SOURCE TEXT:
Start of Block

1. The New Jersey Department of Environmental Protection
requested that the NRC consider potential impact of a terrorist attack
on Oyster Creek in its decision. The NRC rejected this request on February
26, 2007, but on April 26, the state filed an appeal with the 3rd U.S.
Circuit Court of Appeals.
2. A coalition of six citizens groups, represented
by the Rutgers Environmental Law Clinic, has asked the NRC for a public
hearing on Oyster Creek, particularly the safety issues posed by the
aging and corroding drywell lining in the reactor. The request was granted,
and on March 30, 2007, the Atomic Safety and Licensing Board denied
a motion by Exelon Nuclear to block the hearing, which will take place
in Toms River on September 24, 2007.

End of Block

AVAILABLE DATA:

Start of Block

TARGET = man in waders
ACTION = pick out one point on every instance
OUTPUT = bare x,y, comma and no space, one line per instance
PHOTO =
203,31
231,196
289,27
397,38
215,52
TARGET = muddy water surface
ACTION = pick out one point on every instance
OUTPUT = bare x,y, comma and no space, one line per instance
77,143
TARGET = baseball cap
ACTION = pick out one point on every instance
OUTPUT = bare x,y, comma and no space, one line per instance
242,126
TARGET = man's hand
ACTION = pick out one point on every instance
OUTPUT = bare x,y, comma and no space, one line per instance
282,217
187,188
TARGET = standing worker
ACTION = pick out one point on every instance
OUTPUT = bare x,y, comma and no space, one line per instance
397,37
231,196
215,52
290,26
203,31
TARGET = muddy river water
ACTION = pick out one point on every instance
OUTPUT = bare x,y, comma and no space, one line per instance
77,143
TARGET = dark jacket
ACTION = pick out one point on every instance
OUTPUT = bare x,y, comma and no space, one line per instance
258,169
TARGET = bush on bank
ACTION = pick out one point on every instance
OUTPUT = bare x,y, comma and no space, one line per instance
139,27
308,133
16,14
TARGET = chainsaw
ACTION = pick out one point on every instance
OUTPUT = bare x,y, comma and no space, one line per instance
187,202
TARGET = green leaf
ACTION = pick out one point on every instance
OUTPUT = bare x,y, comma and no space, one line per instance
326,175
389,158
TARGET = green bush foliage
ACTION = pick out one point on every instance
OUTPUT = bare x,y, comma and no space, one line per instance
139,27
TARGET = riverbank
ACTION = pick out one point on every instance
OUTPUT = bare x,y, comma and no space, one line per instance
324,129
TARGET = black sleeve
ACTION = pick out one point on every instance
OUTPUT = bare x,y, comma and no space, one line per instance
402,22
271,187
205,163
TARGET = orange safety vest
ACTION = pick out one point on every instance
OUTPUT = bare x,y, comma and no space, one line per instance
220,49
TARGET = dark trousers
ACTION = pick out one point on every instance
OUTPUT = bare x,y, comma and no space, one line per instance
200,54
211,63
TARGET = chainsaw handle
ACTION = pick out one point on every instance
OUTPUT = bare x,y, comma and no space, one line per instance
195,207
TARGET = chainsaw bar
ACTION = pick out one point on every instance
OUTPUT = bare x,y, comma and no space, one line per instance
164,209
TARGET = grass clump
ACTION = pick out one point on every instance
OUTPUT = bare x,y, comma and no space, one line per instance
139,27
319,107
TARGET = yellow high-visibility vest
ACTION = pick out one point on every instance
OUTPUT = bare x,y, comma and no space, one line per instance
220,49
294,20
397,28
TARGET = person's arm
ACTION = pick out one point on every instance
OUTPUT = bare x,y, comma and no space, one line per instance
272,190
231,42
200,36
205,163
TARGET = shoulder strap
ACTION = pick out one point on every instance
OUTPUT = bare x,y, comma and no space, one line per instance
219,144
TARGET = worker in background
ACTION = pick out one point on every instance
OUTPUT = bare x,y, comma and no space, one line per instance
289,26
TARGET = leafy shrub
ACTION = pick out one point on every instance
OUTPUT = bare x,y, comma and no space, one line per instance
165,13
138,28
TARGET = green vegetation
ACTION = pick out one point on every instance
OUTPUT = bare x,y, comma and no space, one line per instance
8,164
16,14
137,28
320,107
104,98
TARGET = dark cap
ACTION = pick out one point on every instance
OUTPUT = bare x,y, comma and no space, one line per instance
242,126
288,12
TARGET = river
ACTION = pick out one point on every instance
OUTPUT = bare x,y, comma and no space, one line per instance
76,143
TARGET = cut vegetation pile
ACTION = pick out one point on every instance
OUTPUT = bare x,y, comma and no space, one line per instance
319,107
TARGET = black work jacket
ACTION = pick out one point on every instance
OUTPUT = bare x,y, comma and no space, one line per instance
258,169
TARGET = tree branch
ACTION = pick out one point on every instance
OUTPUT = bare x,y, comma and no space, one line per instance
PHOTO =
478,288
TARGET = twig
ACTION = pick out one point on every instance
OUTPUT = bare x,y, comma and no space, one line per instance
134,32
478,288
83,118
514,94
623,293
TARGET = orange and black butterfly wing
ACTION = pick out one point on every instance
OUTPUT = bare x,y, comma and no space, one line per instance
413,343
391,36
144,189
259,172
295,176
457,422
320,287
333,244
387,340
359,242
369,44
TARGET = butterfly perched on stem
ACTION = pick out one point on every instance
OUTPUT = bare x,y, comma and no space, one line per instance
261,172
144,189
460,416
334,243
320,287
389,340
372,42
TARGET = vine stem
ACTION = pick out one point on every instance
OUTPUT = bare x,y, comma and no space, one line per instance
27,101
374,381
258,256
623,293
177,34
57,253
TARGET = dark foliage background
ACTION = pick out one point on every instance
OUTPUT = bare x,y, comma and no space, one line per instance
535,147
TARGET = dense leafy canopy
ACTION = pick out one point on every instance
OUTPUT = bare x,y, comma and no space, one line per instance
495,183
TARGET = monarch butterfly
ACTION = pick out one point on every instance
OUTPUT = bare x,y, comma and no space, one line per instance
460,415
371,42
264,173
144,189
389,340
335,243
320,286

End of Block

WHAT TO DO: Continue the numbered Oyster Creek passage above, starting right after its second item.

FINAL ANSWER:
Opinions of Elected Officials on Oyster Creek
A number of elected officials and bodies have expressed opposition to
extending the Oyster Creek license for another 20 years. A prominent opponent
is New Jersey Governor Jon Corzine, who has made several public statements,
“The governor thinks a 20 year renewal is not
appropriate for a plant that’s operated for 40 years” Elaine
Makatura, Director of Public Relations for the NJ Department of Environmental
Protection. In David Benson “Corzine Faults Oyster Creek Recommendation,”
Press of Atlantic City, February 10, 2007.
“I don’t think this should be relicensed
for 20 years under any circumstances, just because there’s been
too much concern about breakdowns. I don’t think you can give
assurances about anything. We have to be safe first and intellectually
honest.” In Bill Bowman, “Corzine a Skeptic on Plant, Tax:
Gov Opposes 20-Year Renewal of Oyster Creek’s License.”
Asbury Park Press, August 4, 2006.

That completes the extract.